■ Instructions for the task: Turn the lines of the listing below into a numbered list, from the line with "Task: Where can the pug" up to and including the line with "[[23, 228]]", leaving out any blank lines.
*-*-*
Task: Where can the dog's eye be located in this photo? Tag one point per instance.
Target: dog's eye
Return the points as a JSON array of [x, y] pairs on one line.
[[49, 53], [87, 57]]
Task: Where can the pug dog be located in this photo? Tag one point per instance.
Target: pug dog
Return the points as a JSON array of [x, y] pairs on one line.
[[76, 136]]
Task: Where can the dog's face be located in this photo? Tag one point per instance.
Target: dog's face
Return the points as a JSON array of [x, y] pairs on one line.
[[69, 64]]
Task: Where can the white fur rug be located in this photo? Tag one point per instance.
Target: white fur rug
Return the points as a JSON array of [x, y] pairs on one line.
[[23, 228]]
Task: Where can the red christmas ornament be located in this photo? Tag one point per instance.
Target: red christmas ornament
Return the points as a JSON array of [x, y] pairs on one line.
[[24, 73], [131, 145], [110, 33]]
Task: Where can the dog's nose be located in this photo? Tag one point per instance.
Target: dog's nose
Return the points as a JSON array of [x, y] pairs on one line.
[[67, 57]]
*-*-*
■ Answer to this problem:
1. Task: Where can the pug dog be located in this photo? Tag one point per instance.
2. Target: pug dog
3. Return the points as a JSON array of [x, y] pairs on one line.
4. [[76, 136]]
5. Task: Where can the dog's face be located in this photo? Tag one point per instance.
6. Target: dog's face
7. Return the points as a JSON array of [x, y] pairs on one line.
8. [[69, 64]]
9. Task: Where can the white fur rug be located in this photo? Tag one point per instance.
10. Target: white fur rug
11. Return the points as a JSON array of [x, y] pairs on one line.
12. [[23, 228]]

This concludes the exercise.